- **PROMPT 1**
Output the passage of the brms forum post between "Here is some" and "next model stage.", inclusive, word for word.

Hi all, I’m working on an experiment in which a predictor variable was measured several times (with error) and an outcome variable was measured once.
What I would to do is estimate the “true” value of the predictor based on the noisy replicated measurements, and use that estimate to predict an outcome. So, a kind of two stage approach: 1) estimate the mean of predictor, 2) model relationship between estimated predictor mean and outcome. Ideally both regressions would be fit in the same Markov chain. I have attempted this in brms to no avail (I’m still a bit stan intimidated…).
Here is some representative simulated data:
library(brms) library(tidyverse) # simulate noisy x data d <- tibble( true_x = rnorm(200), y = 0.5*true_x + rnorm(200), # observed x values x1 = true_x + rnorm(200, sd = 0.5), x2 = true_x + rnorm(200, sd = 0.5), x3 = true_x + rnorm(200, sd = 0.5), x4 = true_x + rnorm(200, sd = 0.5), x5 = true_x + rnorm(200, sd = 0.5)) d$ID <- as.factor(seq(1:nrow(d)))
I can estimate the means for each participant:
d_long <- pivot_longer(d, -c(ID, y, true_x), names_to = "rep", values_to = "measured_x") # model m1 <- brm( measured_x ~ 0 + ID, data = d_long, prior = prior(normal(0,1), class = "b"), warmup = 1500, iter = 3000, cores = 4, backend = "cmdstanr") # save draws post <- as_draws_df(m1) %>% select(starts_with("b_ID"))
But that isn’t particularly helpful, since I can’t (to my knowledge) use those posteriors in the next model stage.
An ideal solution would be to fit these two models simultaneously. But I’m not sure if this is possible given that each model requires a different dataset (d_long for model 1, d for model 2). Potentially there’s a solution with brms::subset() but I haven’t managed to figure it out.
Any help much appreciated!

- **PROMPT 2**
In the records, from the line holding "Where can you find the woman's face" through the end of the records, swap "dropping a marker" for "placing a pin" and leave everything else unchanged. Give only those lines, without the pictures.

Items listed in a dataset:
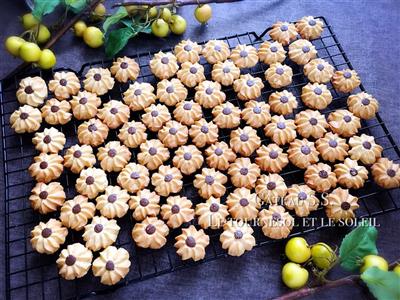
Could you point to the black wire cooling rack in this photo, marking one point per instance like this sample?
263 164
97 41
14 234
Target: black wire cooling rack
31 275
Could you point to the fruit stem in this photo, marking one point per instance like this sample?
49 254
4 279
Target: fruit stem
174 2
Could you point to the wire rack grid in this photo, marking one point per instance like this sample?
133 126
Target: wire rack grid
31 275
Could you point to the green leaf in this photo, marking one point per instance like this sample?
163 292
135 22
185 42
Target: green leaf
76 5
44 7
115 18
116 40
355 245
382 284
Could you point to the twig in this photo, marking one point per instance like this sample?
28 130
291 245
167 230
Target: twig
174 2
307 291
58 35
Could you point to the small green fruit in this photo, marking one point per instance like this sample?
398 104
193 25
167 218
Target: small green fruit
177 24
13 44
294 276
47 59
297 250
160 28
28 21
79 28
93 37
166 14
322 255
30 52
44 34
203 13
370 261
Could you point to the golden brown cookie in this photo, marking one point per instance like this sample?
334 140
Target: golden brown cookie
76 212
225 72
124 69
302 52
244 56
363 105
208 94
77 158
132 134
386 173
350 174
144 204
256 114
32 91
187 51
203 133
74 261
46 238
341 205
302 153
171 92
98 81
64 85
283 32
191 243
271 188
276 222
112 265
211 214
26 119
139 96
113 157
237 238
92 132
47 198
281 131
243 173
271 52
191 74
168 180
364 149
282 103
331 147
226 115
188 159
345 80
311 123
271 158
316 96
279 75
320 177
133 177
344 123
91 182
113 203
164 65
84 105
210 183
244 141
248 87
150 233
114 113
46 167
152 154
176 211
319 70
219 156
301 199
188 112
309 28
50 140
215 51
243 204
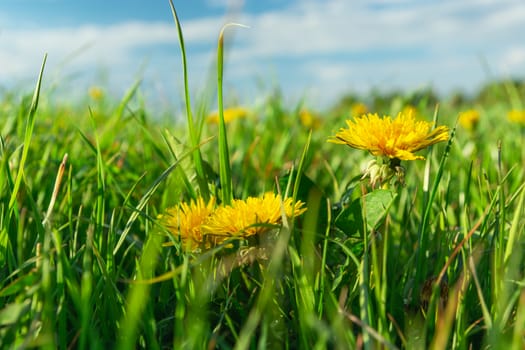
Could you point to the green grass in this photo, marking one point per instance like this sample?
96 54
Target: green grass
436 263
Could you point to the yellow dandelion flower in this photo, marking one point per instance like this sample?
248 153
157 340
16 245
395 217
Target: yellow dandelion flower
244 218
396 138
186 220
516 116
410 109
309 120
230 114
469 119
358 109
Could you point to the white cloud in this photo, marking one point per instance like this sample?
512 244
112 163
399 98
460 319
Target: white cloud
332 45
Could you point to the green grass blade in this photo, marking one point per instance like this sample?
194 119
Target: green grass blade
28 134
197 157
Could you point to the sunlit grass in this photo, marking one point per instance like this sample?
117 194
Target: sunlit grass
434 261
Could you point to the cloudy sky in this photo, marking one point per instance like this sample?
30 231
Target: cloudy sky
318 49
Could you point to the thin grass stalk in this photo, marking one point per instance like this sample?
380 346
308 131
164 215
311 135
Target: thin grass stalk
423 240
30 123
224 155
322 276
139 294
197 157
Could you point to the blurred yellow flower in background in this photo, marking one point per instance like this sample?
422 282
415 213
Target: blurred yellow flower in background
469 119
396 138
230 114
516 116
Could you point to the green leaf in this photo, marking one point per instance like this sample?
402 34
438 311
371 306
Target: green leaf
377 204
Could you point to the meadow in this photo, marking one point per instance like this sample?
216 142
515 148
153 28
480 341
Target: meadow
103 242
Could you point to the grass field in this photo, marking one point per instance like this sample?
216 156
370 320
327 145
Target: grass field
432 260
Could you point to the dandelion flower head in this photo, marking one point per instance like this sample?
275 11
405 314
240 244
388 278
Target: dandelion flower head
243 218
516 116
395 138
186 220
469 119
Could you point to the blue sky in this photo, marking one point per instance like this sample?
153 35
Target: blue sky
312 49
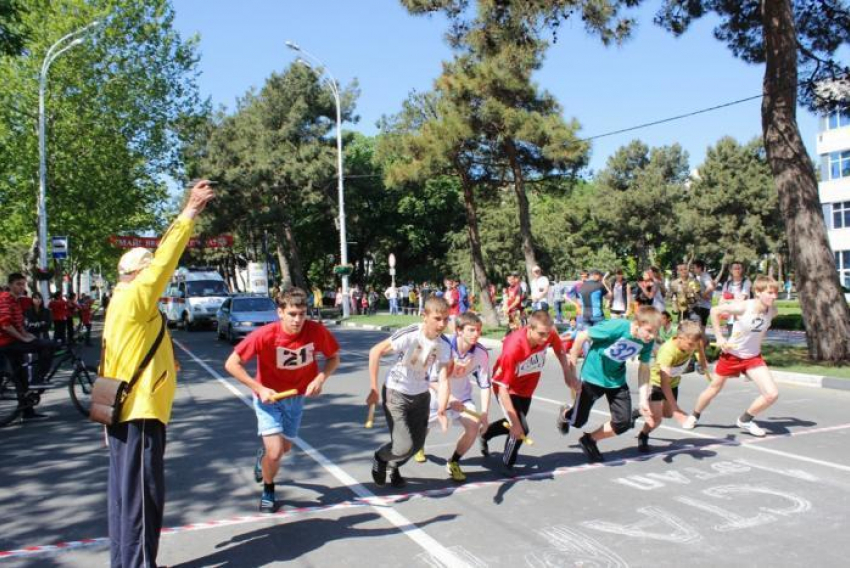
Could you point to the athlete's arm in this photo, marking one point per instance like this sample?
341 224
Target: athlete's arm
643 386
733 308
576 350
237 370
315 386
375 355
516 430
668 390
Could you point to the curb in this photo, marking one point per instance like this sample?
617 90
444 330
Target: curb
800 379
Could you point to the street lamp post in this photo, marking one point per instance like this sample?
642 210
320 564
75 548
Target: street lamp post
343 243
51 56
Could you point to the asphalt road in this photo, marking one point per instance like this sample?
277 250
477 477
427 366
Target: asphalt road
707 497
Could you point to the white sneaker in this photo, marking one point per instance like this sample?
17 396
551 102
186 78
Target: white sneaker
752 428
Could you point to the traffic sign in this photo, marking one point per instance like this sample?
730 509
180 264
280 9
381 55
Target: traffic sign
59 247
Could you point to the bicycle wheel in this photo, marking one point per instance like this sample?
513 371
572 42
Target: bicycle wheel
8 399
80 387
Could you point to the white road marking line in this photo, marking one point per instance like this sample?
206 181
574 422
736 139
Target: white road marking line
750 444
407 527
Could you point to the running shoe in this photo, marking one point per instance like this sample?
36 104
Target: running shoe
396 479
690 422
267 503
752 428
258 465
591 451
454 470
562 423
379 471
484 446
643 443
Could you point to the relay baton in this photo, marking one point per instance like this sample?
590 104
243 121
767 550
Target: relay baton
285 394
370 418
525 439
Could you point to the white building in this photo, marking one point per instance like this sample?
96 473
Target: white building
833 148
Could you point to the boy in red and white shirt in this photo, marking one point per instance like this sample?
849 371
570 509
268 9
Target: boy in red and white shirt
515 378
741 352
286 359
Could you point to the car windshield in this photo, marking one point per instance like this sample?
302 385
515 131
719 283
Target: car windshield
253 305
201 288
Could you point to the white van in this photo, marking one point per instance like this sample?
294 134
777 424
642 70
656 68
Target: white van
193 297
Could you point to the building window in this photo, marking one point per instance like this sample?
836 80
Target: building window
840 216
842 262
838 119
839 164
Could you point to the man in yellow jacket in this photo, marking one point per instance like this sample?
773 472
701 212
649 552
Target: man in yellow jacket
137 441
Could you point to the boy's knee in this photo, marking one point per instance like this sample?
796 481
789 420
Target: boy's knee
621 426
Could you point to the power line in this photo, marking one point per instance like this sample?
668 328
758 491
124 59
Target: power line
671 119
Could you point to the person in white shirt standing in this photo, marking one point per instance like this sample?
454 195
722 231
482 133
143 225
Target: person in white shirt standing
539 290
741 353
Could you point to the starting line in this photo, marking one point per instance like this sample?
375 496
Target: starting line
383 504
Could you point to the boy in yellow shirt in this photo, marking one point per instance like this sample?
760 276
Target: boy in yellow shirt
659 398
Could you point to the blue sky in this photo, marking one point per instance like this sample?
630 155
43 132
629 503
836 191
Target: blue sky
390 53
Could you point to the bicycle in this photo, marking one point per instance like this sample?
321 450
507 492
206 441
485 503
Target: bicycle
80 384
81 381
12 400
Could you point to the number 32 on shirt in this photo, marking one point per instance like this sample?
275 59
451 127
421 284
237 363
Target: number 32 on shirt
291 359
622 350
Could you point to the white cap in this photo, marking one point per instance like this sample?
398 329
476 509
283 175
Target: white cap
134 260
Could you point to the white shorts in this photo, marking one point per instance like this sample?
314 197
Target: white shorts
452 415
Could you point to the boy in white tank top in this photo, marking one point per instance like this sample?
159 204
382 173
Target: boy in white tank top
741 352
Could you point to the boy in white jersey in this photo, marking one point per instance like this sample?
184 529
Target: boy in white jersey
470 360
741 353
406 396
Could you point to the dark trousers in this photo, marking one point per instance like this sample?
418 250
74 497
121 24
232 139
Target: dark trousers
60 330
407 418
136 492
497 428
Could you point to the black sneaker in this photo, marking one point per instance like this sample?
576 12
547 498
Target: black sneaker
635 415
379 471
396 479
484 446
562 422
258 465
591 452
643 443
267 503
508 470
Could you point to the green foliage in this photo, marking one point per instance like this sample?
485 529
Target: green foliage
114 106
732 211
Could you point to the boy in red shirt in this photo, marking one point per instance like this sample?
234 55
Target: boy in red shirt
286 359
59 310
515 378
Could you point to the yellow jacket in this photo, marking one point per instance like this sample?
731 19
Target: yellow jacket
132 324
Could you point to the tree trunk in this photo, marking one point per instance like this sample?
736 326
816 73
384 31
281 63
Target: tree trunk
522 206
294 256
825 311
285 274
488 311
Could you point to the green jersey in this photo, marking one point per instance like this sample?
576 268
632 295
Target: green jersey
612 345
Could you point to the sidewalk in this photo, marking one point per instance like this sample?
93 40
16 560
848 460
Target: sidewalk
800 379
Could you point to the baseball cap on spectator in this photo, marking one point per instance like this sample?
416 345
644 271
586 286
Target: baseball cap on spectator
134 260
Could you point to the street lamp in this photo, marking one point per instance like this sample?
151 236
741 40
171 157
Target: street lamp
343 243
52 54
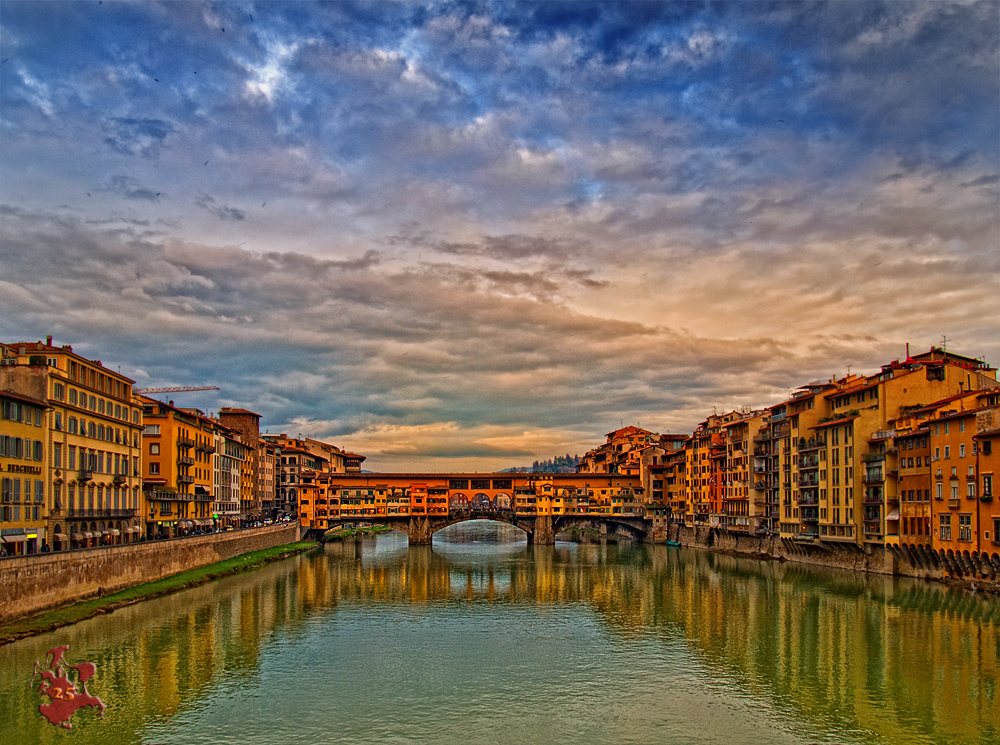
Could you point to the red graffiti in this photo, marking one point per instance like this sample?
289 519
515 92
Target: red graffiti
66 697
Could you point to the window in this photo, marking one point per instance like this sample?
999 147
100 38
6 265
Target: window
965 527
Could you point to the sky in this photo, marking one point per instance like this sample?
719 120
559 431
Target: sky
466 236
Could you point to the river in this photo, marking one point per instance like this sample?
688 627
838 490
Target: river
481 638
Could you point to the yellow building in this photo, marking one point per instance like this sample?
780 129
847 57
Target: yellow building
23 470
178 447
92 480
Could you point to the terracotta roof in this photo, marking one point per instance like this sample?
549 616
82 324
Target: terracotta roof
228 410
841 420
24 399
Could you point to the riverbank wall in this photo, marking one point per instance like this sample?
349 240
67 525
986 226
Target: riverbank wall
31 584
976 571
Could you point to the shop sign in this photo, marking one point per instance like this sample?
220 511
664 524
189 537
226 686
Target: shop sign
18 468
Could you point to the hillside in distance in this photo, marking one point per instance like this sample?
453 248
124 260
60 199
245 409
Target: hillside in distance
559 464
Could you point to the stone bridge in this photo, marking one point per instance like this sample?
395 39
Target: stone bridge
541 529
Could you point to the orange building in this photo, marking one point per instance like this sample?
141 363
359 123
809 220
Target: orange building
366 496
178 445
622 453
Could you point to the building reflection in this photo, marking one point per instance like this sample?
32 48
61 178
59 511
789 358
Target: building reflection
893 658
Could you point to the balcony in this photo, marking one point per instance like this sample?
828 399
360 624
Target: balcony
813 443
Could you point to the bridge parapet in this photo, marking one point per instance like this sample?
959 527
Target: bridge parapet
541 529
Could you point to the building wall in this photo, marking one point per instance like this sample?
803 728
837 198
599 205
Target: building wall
23 470
33 583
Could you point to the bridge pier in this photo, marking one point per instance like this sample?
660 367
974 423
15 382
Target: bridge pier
420 531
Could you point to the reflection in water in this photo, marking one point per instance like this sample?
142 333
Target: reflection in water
372 640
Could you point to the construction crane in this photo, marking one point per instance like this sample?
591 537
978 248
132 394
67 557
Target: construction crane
177 389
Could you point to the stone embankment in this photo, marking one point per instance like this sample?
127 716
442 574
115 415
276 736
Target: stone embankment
976 572
30 584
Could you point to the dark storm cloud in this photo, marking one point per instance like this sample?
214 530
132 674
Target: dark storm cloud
223 212
136 136
130 188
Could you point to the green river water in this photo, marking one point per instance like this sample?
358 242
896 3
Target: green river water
481 638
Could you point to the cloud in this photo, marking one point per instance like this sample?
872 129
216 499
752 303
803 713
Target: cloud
137 136
466 222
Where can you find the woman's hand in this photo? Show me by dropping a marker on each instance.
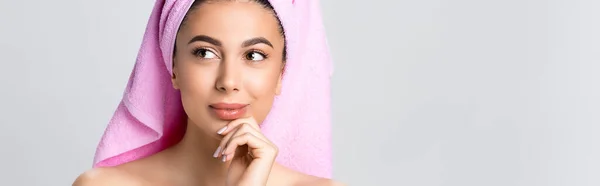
(251, 154)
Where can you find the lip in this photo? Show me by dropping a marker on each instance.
(228, 111)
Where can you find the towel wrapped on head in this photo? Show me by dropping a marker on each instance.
(150, 116)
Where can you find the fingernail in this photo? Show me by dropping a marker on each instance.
(220, 131)
(216, 154)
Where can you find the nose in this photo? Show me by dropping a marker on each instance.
(229, 77)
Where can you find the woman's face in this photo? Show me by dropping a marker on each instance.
(228, 55)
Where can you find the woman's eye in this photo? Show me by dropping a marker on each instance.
(255, 56)
(204, 53)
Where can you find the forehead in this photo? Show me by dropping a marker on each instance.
(231, 21)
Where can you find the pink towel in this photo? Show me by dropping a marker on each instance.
(149, 117)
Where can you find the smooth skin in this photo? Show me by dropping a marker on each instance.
(226, 52)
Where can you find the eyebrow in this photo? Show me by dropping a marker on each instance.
(207, 39)
(255, 41)
(247, 43)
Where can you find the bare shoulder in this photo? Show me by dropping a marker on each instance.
(106, 176)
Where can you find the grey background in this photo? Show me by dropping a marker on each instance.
(427, 92)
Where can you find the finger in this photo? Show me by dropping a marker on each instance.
(241, 129)
(259, 148)
(235, 123)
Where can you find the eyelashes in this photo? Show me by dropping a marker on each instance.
(253, 55)
(204, 53)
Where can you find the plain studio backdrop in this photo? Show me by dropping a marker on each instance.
(425, 93)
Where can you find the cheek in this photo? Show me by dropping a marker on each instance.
(262, 87)
(195, 85)
(261, 83)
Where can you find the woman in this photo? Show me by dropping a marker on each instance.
(225, 65)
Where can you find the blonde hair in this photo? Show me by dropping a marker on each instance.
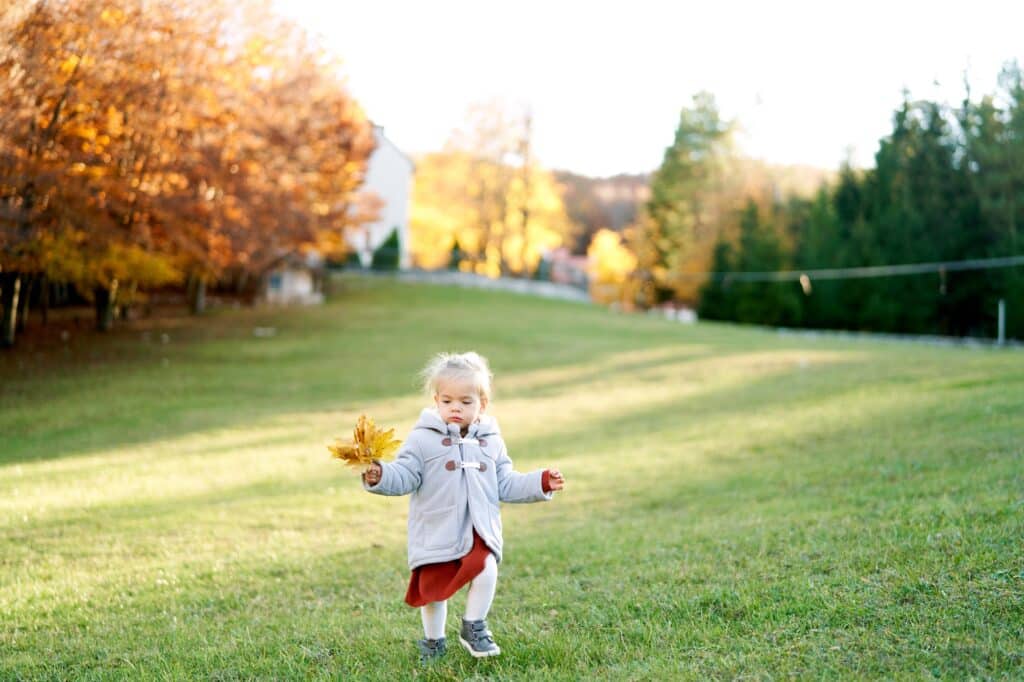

- **OUTPUT 1**
Here is some representative simulated data:
library(brms) library(tidyverse) # simulate noisy x data d <- tibble( true_x = rnorm(200), y = 0.5*true_x + rnorm(200), # observed x values x1 = true_x + rnorm(200, sd = 0.5), x2 = true_x + rnorm(200, sd = 0.5), x3 = true_x + rnorm(200, sd = 0.5), x4 = true_x + rnorm(200, sd = 0.5), x5 = true_x + rnorm(200, sd = 0.5)) d$ID <- as.factor(seq(1:nrow(d)))
I can estimate the means for each participant:
d_long <- pivot_longer(d, -c(ID, y, true_x), names_to = "rep", values_to = "measured_x") # model m1 <- brm( measured_x ~ 0 + ID, data = d_long, prior = prior(normal(0,1), class = "b"), warmup = 1500, iter = 3000, cores = 4, backend = "cmdstanr") # save draws post <- as_draws_df(m1) %>% select(starts_with("b_ID"))
But that isn’t particularly helpful, since I can’t (to my knowledge) use those posteriors in the next model stage.

- **OUTPUT 2**
Where can you find the woman's face in this photo? Show me by placing a pin on each instance.
(228, 55)
Where can you find the woman's eye in this photo? Show me by placing a pin on each instance.
(255, 56)
(204, 53)
Where can you find the forehead in this photo? Show me by placing a pin on each instance.
(231, 21)
Where can you find the pink towel in this photo? Show me by placing a pin on each instance.
(149, 117)
Where can you find the smooth skin in this photo? Show me by placing a pin on each instance.
(226, 52)
Where can you find the eyebrow in this photo? Show me by placing a pin on each instance.
(207, 39)
(255, 41)
(247, 43)
Where can you find the bare shoulder in this photo? Show me by placing a pin on each instance.
(106, 176)
Where can you find the grey background in this photo? Show me by placing a pin on each instance.
(427, 92)
Where can you find the finger in this photo? Show me by placing a pin on each instance.
(241, 129)
(259, 148)
(235, 123)
Where can you find the eyelashes in this photo? Show me by placing a pin on each instance.
(253, 55)
(204, 53)
Where can you find the plain studio backdrop in this photo? Show me by placing a pin on each instance.
(425, 93)
Where can you find the cheek in this photo? Show me by placing a pin on each instance.
(262, 87)
(195, 85)
(261, 83)
Where can you find the woman in this photo? Show me by placing a pin on each instance.
(225, 65)
Where can you find the blonde hair in this photo? Show me by placing a pin on each instance.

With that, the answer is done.